— Start of GIVEN RECORDS —

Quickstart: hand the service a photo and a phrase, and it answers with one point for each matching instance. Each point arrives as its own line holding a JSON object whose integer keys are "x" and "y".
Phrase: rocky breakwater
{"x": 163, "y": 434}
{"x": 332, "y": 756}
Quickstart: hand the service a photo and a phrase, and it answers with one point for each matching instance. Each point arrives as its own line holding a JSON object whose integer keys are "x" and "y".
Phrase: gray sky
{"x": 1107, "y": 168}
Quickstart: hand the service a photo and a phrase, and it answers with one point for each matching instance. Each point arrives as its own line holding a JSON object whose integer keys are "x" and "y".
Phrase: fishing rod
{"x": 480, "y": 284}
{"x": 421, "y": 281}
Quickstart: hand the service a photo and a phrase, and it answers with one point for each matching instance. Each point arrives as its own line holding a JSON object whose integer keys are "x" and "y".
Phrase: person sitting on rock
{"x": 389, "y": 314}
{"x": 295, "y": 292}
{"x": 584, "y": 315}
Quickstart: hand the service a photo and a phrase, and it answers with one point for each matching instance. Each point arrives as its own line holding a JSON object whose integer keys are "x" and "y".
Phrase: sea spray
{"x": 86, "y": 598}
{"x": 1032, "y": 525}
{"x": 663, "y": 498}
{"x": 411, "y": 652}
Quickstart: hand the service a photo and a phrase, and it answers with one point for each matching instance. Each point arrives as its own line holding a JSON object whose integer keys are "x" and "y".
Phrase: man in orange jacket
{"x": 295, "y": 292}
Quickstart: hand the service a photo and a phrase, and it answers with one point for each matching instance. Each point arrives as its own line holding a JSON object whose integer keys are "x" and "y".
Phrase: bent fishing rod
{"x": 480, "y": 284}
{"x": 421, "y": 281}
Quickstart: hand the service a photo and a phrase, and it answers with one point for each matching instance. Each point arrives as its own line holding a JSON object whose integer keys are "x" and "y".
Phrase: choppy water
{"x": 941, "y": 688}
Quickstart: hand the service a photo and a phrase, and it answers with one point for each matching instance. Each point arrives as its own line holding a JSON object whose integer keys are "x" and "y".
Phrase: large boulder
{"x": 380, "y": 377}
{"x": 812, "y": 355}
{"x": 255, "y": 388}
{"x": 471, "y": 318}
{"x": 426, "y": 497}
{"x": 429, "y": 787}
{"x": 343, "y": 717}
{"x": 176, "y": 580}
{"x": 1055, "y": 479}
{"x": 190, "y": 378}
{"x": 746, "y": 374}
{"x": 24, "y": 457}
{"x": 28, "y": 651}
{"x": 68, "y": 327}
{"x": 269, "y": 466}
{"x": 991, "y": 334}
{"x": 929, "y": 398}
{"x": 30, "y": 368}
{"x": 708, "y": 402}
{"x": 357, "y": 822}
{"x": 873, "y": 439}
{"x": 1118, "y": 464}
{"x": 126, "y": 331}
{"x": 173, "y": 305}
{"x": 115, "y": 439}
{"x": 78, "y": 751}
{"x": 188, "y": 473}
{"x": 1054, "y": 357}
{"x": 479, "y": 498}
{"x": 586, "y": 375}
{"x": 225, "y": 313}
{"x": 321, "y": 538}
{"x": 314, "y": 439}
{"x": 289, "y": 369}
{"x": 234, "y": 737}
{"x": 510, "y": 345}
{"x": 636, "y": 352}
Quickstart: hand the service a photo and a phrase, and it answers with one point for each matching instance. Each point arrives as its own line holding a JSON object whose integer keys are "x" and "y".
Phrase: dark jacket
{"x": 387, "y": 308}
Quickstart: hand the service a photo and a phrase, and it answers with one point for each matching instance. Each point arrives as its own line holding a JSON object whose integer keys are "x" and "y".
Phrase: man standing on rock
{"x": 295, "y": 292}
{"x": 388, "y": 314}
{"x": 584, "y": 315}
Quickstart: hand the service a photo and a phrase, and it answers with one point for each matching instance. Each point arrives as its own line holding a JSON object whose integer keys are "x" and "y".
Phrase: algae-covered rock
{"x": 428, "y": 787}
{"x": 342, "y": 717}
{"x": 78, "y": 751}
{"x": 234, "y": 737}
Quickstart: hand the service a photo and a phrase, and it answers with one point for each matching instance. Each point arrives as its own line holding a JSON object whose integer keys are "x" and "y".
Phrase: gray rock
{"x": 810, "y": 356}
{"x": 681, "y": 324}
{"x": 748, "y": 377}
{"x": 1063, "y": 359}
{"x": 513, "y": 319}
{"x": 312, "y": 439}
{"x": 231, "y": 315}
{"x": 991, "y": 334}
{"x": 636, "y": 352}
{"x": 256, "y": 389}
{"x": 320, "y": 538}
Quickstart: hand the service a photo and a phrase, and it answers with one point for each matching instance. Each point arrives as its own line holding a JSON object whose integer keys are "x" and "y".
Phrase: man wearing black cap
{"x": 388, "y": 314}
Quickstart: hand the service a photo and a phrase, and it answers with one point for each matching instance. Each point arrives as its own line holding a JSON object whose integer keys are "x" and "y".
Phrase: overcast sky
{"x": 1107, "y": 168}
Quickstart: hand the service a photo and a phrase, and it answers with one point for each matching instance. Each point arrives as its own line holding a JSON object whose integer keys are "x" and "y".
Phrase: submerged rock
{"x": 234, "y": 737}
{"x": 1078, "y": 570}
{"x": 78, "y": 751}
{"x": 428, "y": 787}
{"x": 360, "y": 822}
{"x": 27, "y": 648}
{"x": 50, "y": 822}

— End of GIVEN RECORDS —
— Start of GIVEN RECORDS —

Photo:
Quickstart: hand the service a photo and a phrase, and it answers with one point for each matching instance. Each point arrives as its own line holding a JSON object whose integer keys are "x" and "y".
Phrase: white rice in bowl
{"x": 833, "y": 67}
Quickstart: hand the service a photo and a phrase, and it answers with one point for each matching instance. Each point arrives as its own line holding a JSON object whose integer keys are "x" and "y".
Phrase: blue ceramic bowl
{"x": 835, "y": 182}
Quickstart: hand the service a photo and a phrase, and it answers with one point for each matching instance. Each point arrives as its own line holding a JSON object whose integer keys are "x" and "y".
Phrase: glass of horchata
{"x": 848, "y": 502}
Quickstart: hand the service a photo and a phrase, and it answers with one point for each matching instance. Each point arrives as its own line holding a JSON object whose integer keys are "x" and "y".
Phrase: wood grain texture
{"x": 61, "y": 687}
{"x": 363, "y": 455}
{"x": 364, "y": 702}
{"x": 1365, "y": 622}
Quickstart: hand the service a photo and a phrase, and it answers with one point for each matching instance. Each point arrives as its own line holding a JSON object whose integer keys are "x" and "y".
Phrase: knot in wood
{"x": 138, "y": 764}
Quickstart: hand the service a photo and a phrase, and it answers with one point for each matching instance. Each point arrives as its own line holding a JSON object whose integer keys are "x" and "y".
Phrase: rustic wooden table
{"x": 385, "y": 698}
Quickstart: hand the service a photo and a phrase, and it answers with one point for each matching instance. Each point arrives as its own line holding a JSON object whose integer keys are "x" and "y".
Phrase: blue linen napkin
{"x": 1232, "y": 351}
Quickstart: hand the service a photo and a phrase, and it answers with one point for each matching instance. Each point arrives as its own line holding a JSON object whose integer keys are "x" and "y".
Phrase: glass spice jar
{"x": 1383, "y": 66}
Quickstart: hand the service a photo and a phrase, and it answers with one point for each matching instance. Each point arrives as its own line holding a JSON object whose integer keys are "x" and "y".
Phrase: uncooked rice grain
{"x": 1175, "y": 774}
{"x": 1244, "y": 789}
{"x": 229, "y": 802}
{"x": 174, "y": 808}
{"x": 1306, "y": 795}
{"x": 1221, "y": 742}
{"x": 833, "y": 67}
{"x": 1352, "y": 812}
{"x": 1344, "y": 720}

— End of GIVEN RECORDS —
— Start of GIVEN RECORDS —

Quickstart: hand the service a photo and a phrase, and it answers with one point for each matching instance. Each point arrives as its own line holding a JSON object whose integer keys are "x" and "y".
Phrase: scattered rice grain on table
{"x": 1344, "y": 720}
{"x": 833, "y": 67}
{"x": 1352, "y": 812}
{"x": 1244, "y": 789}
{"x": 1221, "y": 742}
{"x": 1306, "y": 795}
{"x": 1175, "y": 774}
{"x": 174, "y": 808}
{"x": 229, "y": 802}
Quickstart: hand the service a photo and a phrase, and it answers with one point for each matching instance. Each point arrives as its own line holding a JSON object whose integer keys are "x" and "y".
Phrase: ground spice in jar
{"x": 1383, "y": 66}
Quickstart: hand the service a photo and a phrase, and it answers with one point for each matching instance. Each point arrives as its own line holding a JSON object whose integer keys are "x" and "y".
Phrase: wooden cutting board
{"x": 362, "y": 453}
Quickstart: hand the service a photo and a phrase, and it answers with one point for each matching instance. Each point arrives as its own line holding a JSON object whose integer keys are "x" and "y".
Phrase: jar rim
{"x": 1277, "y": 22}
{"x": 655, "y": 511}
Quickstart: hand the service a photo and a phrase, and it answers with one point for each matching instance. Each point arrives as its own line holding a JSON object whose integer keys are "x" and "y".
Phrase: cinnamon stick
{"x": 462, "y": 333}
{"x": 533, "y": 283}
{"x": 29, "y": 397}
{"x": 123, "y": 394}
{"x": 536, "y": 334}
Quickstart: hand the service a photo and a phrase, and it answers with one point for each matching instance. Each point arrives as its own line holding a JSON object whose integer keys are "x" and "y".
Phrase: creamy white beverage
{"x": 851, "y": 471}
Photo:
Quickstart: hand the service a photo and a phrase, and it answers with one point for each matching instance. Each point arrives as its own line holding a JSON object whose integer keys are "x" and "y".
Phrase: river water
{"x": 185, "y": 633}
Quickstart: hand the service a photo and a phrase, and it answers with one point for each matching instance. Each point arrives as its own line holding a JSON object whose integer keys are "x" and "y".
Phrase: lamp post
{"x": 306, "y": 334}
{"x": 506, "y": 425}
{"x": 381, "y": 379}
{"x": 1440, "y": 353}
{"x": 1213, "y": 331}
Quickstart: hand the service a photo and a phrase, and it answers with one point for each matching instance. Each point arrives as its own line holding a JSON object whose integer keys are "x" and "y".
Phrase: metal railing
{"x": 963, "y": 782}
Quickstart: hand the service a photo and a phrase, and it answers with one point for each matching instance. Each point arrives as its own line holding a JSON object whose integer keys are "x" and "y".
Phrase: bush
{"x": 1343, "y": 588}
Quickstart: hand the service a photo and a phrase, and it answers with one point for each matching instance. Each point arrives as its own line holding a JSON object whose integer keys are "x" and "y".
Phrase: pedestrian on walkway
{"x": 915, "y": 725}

— End of GIVEN RECORDS —

[WHAT TO WORK ON]:
Show each line in the items above that contains the word "fishing", copied without any changes.

[RESULT FOR THIS EXERCISE]:
Phrase: fishing rod
Phrase: bent fishing rod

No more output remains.